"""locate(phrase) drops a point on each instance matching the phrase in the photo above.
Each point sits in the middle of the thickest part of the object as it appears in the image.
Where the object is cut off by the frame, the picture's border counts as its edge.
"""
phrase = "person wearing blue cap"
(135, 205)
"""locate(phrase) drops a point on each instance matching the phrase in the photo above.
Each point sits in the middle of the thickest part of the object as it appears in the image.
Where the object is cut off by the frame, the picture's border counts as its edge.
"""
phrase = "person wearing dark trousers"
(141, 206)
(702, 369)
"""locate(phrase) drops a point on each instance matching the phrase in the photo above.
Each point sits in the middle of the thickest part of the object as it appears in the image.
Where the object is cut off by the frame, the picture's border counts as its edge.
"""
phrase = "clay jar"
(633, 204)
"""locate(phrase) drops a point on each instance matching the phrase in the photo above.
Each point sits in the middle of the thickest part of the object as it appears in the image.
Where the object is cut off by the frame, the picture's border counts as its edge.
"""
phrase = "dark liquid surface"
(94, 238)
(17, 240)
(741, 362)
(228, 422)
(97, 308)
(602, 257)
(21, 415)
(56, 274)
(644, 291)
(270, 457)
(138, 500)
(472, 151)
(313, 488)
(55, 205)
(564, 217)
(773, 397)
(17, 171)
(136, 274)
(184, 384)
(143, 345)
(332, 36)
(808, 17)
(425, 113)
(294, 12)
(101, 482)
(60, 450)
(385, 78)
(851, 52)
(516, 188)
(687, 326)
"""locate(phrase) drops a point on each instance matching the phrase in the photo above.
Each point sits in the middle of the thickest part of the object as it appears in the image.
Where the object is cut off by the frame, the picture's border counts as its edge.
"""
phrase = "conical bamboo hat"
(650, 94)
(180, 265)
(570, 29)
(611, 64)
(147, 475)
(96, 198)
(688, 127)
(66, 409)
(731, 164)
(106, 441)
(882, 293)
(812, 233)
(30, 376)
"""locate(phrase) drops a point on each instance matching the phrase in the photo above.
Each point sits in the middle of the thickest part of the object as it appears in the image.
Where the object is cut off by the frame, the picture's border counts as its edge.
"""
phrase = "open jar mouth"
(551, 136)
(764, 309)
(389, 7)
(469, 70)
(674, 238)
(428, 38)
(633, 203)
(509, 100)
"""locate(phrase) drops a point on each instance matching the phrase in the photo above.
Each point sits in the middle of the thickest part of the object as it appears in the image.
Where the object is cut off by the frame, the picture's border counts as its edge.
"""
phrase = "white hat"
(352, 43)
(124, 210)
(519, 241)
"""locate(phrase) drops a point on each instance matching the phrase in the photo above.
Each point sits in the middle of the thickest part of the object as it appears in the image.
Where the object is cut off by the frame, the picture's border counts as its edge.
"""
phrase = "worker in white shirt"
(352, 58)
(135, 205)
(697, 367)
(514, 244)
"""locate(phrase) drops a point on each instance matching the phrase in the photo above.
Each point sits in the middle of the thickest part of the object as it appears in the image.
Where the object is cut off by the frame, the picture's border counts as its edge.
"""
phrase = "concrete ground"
■ ■ ■ ■ ■ ■ ■
● **WORK INSTRUCTION**
Copy out the full listing above. Keep every word as it is.

● **ANSWER SPACE**
"""locate(phrase) drops a point on each instance matching the phrase in the photo above.
Each point sits in the middle of the thickest part of the object as it appears in the image.
Where the object is cut off by the frame, the picture's border counts as its edge.
"""
phrase = "person wearing blue cap"
(135, 205)
"""locate(phrase) drops a point on each instance matching the phrase in the photo above.
Each point sits in the middle of the thickest part of the object as it appears in the image.
Where the object is cut off by the frame, the picture's border counts as its edge.
"""
phrase = "person wearing dark trousers"
(141, 206)
(702, 369)
"""locate(phrase) drops a point on each instance matching the phrase in the photo above.
Each point sits in the middle of the thickest part of the object as it appears in the image.
Where the object is cut off by the frame, the picture's border counts as its edge.
"""
phrase = "clay jar"
(633, 204)
"""locate(phrase) drops a point on each instance matching the phrase in the photo above.
Each point sits in the middle of the thickest part of the object as it appears in the image.
Where the object is cut off by the frame, the picture's border counts as its edge.
"""
phrase = "dark liquid surface"
(94, 238)
(17, 240)
(741, 362)
(228, 422)
(97, 308)
(602, 257)
(21, 415)
(56, 274)
(644, 291)
(270, 457)
(138, 500)
(472, 151)
(313, 488)
(55, 205)
(564, 217)
(773, 397)
(17, 171)
(136, 274)
(184, 384)
(143, 345)
(332, 36)
(808, 17)
(425, 113)
(294, 12)
(101, 482)
(60, 450)
(385, 78)
(851, 52)
(516, 188)
(687, 326)
"""locate(phrase) drops a point on each instance matching the phrase in the photo above.
Each point sits in the middle of the thickest part of the object as it appears in the image.
Where the object is cut off by the frame, the picture's border counts as its edge.
"""
phrase = "conical bamboo hat"
(650, 94)
(180, 265)
(570, 29)
(611, 64)
(147, 475)
(96, 198)
(688, 127)
(66, 409)
(731, 164)
(106, 441)
(882, 293)
(812, 233)
(30, 376)
"""locate(phrase) drops a point on each instance matching the phrase in the photo above.
Each point sits in the middle of the thickest part of the object as it appears in the image.
Where the object is cut off by the frame, the picture's border counts as its edge.
"""
phrase = "open jar mouth"
(551, 136)
(764, 309)
(389, 7)
(469, 70)
(674, 238)
(428, 38)
(633, 203)
(509, 100)
"""locate(phrase) drops a point on each instance matching the phrase in the photo above.
Each point sits in the middle of the thickest part of the object as it appears in the image.
Where the object is cut off by the frame, the picture's border counts as its edge.
"""
phrase = "white hat"
(352, 43)
(124, 210)
(519, 241)
"""locate(phrase) drops a point on each instance matching the phrase in the photo above.
Each point sits in the middle of the thickest part of the object as it appears in the image.
Where the object is cut off by the frame, the picture's border counts as its edge.
"""
phrase = "worker in white shirt"
(352, 58)
(135, 205)
(697, 367)
(514, 244)
"""locate(phrase) drops a point on each instance matching the phrase in the photo above.
Each point sits in the middle of the thickest part of the object as it appears in the image.
Where the object is cut off by the frame, the picture's border counts as its edge.
"""
phrase = "concrete ground"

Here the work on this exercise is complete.